Provided text:
--------------------------------------------------
Groups documents and calculates values.

db.orders.aggregate([
  { $match: { status: "paid" } },
  {
    $group: {
      _id: "$customer",
      totalSpent: { $sum: "$total" },
      orderCount: { $sum: 1 }
    }
  }
])

12.4 `$project`

Controls output fields.

db.orders.aggregate([
  {
    $project: {
      customer: 1,
      total: 1,
      tax: { $multiply: ["$total", 0.1] },
      grandTotal: { $multiply: ["$total", 1.1] }
    }
  }
])

12.5 `$sort`

db.orders.aggregate([
  { $sort: { total: -1 } }
])

12.6 `$unwind`

Breaks array items into separate documents.

db.orders.aggregate([
  { $unwind: "$items" },
  {
    $group: {
      _id: "$items.product",
      totalQuantity: { $sum: "$items.qty" },
      totalRevenue: {
        $sum: { $multiply: ["$items.qty", "$items.price"] }
      }
    }
  }
])

12.7 `$lookup`

Performs a left outer join between collections.

Products:

db.products.insertMany([
  { _id: 1, name: "Keyboard", category: "Accessories" },
  { _id: 2, name: "Mouse", category: "Accessories" }
])

Order items:

db.orderItems.insertMany([
  { orderId: 101, productId: 1, qty: 1 },
  { orderId: 102, productId: 2, qty: 2 }
])

Join:

db.orderItems.aggregate([
  {
    $lookup: {
      from: "products",
      localField: "productId",
      foreignField: "_id",
      as: "productDetails"
    }
  }
])

13. Transactions

MongoDB supports multi-document transactions for use cases where multiple changes must succeed or fail together. The official docs describe distributed transactions as atomic: changes are applied together or rolled back. (MongoDB)

Example use case:

Deduct money from one account
Add money to another account
Record transfer history

If one step fails, all changes should be rolled back.

Example structure in JavaScript-style pseudocode:

const session = client.startSession();

try {
  session.startTransaction();

  await accounts.updateOne(
    { accountNo: "A100" },
    { $inc: { balance: -100 } },
    { session }
  );

  await accounts.updateOne(
    { accountNo: "B200" },
    { $inc: { balance: 100 } },
    { session }
  );

  await transfers.insertOne(
    {
      from: "A100",
      to: "B200",
      amount: 100,
      createdAt: new Date()
--------------------------------------------------
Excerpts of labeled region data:

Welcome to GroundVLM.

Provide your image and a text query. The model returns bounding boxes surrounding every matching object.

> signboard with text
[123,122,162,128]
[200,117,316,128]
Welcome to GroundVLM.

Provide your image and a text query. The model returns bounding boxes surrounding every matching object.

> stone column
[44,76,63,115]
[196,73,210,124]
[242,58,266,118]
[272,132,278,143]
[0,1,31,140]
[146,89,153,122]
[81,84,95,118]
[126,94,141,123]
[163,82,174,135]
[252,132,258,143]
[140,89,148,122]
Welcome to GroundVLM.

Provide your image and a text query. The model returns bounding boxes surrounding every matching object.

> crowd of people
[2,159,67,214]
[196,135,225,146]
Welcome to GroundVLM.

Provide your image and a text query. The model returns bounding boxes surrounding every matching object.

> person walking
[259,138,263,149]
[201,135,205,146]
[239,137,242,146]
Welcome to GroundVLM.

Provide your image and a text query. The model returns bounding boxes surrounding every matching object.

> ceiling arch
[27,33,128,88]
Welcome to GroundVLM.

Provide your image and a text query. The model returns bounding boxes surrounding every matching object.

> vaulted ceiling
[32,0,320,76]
--------------------------------------------------
Instructions:
(a) Answer these questions about the MongoDB tutorial:
(i) What does the `$unwind` section say that stage does?
(ii) What kind of join does the `$lookup` section say it performs?
(iii) In the transaction example, which account number has its balance decreased by 100?
(b) Reproduce the stretch of the MongoDB tutorial from "13. Transactions" through "rolled back. (MongoDB)".
(c) Continue the MongoDB tutorial from the point where it stops.

Responses per task:
(a)
(i) It breaks array items into separate documents.
(ii) A left outer join between collections.
(iii) A100.

(b)
13. Transactions

MongoDB supports multi-document transactions for use cases where multiple changes must succeed or fail together. The official docs describe distributed transactions as atomic: changes are applied together or rolled back. (MongoDB)

(c)
    },
    { session }
  );

  await session.commitTransaction();
} catch (error) {
  await session.abortTransaction();
} finally {
  await session.endSession();
}

Use transactions when you truly need them. Do not use transactions to hide poor schema design. In MongoDB, good document design often reduces the need for multi-document transactions.

14. Security: Authentication and Authorization

MongoDB security has two major parts:

Concept	Meaning
Authentication	Proves who the user is
Authorization	Controls what the user can do

MongoDB documentation explains that authentication verifies identity, while authorization determines access to resources and operations. (MongoDB)

MongoDB uses Role-Based Access Control. A user is granted one or more roles, and outside those roles, the user has no access. Access control is not enabled by default in self-managed deployments. (MongoDB)

14.1 Create Admin User

Connect locally before enabling auth:

mongosh

Switch to admin database:

use admin

Create admin user:

db.createUser({
  user: "adminUser",
  pwd: passwordPrompt(),
  roles: [
    { role: "userAdminAnyDatabase", db: "admin" },
    { role: "readWriteAnyDatabase", db: "admin" },
    { role: "dbAdminAnyDatabase", db: "admin" }
  ]
})

14.2 Enable Authorization

Edit MongoDB config file:

sudo nano /etc/mongod.conf

Add:

security:
  authorization: enabled

Restart MongoDB:

sudo systemctl restart mongod

Connect with authentication:

mongosh -u adminUser -p --authenticationDatabase admin

14.3 Create Application User

use bookstore

db.createUser({
  user: "bookAppUser",
  pwd: passwordPrompt(),
  roles: [
    { role: "readWrite", db: "bookstore" }
  ]
})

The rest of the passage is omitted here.